§ **Your goal**
Print all of the entries exactly, minus the pictures.

%%

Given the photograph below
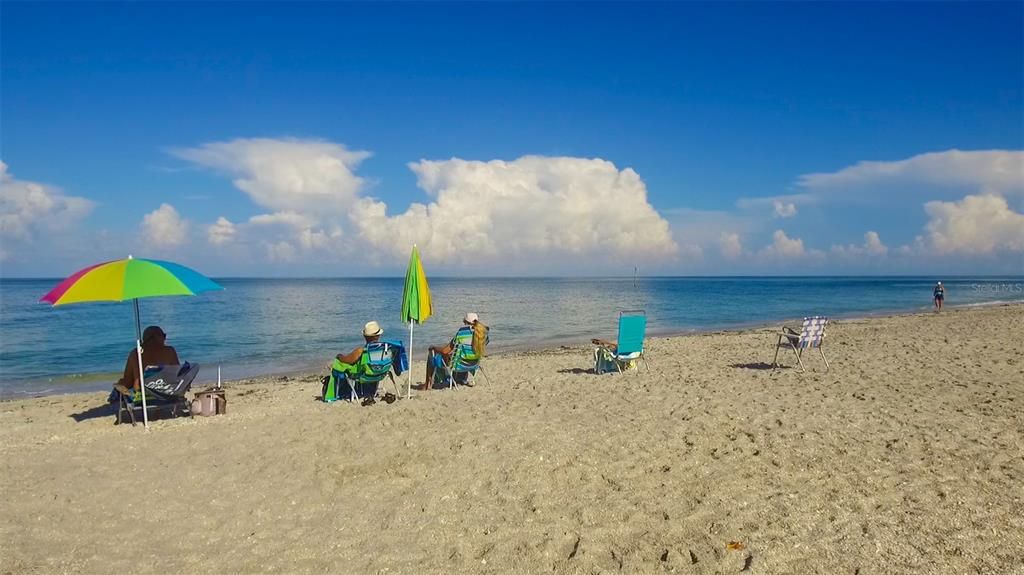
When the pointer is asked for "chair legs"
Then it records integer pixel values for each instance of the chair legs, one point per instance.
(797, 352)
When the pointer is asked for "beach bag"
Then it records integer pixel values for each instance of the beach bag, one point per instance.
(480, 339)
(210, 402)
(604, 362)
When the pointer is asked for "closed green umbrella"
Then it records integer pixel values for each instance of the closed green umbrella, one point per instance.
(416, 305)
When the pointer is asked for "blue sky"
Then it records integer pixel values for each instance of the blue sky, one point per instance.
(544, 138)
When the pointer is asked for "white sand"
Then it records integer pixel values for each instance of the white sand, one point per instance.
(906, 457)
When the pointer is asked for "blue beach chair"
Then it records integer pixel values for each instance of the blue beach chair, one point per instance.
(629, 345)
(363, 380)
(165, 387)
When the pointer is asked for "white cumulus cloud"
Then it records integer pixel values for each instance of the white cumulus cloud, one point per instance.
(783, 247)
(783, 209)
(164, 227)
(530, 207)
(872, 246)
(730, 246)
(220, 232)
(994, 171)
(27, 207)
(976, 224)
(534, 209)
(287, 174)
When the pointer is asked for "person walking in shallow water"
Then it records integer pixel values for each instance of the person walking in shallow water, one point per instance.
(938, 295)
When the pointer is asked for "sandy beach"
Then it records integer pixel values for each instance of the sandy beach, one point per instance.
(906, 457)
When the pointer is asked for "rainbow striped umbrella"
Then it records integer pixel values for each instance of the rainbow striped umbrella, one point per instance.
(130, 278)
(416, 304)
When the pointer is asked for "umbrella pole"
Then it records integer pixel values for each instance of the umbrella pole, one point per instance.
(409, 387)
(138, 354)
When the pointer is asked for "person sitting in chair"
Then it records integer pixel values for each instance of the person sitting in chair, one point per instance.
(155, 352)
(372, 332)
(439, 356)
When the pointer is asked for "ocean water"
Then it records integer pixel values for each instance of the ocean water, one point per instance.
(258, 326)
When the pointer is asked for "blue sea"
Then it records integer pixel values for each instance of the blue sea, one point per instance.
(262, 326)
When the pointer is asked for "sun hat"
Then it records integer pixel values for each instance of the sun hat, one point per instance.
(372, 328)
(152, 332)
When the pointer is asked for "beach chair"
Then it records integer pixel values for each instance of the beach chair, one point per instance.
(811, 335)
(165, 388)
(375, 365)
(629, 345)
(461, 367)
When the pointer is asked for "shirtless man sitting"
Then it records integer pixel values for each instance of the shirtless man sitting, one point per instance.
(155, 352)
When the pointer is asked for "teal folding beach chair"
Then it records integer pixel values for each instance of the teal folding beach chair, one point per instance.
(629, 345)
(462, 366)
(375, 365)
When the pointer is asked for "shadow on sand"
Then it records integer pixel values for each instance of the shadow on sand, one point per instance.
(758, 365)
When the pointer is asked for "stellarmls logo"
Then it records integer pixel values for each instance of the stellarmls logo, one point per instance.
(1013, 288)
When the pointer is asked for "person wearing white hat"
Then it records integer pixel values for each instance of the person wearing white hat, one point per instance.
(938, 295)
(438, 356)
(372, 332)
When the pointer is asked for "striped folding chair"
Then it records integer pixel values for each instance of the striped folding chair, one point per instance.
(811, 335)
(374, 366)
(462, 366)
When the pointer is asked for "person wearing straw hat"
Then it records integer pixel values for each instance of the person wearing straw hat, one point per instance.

%%

§ **Exercise output**
Given the photograph below
When the pointer is asked for "chair legs"
Then it records integer pixel values for each instance of the chair legs, one point per instance.
(797, 352)
When the pointer is asked for "beach bag"
Then it records integer pixel values for each instance of the beach bag, one point per instance.
(480, 339)
(210, 402)
(604, 362)
When the pointer is asked for "closed green umbrella"
Then it records integer pixel values for each instance of the closed green umbrella, one point per instance.
(416, 305)
When the pointer is asked for "blue sky"
Then it records integer pixel values for each instance of the blue sky, one point per instance.
(544, 138)
When the pointer is asked for "white sand"
Then it records integer pixel values for each instance of the white sand, one point per instance.
(906, 457)
When the pointer is asked for "blue beach chair"
Then it records integer pixel values for each instance of the blue beach chair, one point per instance.
(629, 345)
(363, 380)
(165, 387)
When the pointer is asked for "white cumulus cloud"
Then it records integer pixel values for each instance of the white cumulus cloud, one point per instance.
(783, 247)
(783, 209)
(164, 227)
(530, 207)
(872, 246)
(730, 246)
(220, 232)
(994, 171)
(27, 207)
(976, 224)
(534, 209)
(287, 174)
When the pointer is asked for "person walking in shallow water"
Then it records integer pixel values for each instance of the person walking in shallow water, one point per instance.
(938, 295)
When the pointer is asked for "sandy beach"
Then it records integer pixel values for each instance of the sandy beach, one point per instance.
(906, 457)
When the pointer is asked for "rainbow striped umbrella"
Then it records integer pixel values for each instance of the rainbow striped umbrella, one point per instance.
(130, 278)
(416, 304)
When the pointer is asked for "umbrella pole"
Then it records integer pixel values for each instance of the umbrella pole, one point per instance.
(409, 387)
(138, 354)
When the pointer is asked for "person sitting in chair"
Then it records integer pixel values for each instance of the person sitting in chair, one point per instance.
(155, 352)
(372, 332)
(439, 356)
When the pointer is asked for "ocean water"
Then it records integer pixel values for each instance of the ocean water, one point per instance.
(258, 326)
When the pointer is asked for "blue sea"
Then it records integer pixel values for each instance of the blue sea, one point per instance.
(262, 326)
When the pointer is asked for "sun hat"
Then it records integer pixel values for each instance of the sun hat, one point per instance.
(372, 328)
(152, 332)
When the pointer is asked for "beach chair"
Then it records integer pixel values for each instance of the beach chair, one point per instance.
(811, 335)
(165, 388)
(375, 365)
(629, 345)
(461, 367)
When the pointer is asked for "shirtless man sitting"
Then it records integer pixel values for each instance of the shirtless man sitting, one point per instance.
(155, 352)
When the pointer is asked for "teal folding beach chair"
Then it records integer pixel values for each instance of the teal folding beach chair, one point per instance.
(629, 345)
(462, 366)
(375, 365)
When the pointer is asked for "shadow on sand"
Then it records integer pixel values for each instance of the shadow on sand, one point per instance.
(758, 365)
When the pointer is asked for "stellarmls logo"
Then it records integer pixel values for each instance of the stellarmls logo, one point per instance.
(1013, 288)
When the pointer is asked for "person wearing white hat"
Then it records integer pixel values for each instance of the person wearing white hat, one point per instance.
(938, 295)
(438, 356)
(372, 332)
When the pointer is asked for "striped folding chair"
Then it records integer pixel values for each instance of the striped folding chair, one point per instance.
(811, 335)
(374, 366)
(462, 366)
When the pointer is asked for "person wearing straw hat"
Then it records integer pixel values for each instance of the person wearing straw hat, one point per instance.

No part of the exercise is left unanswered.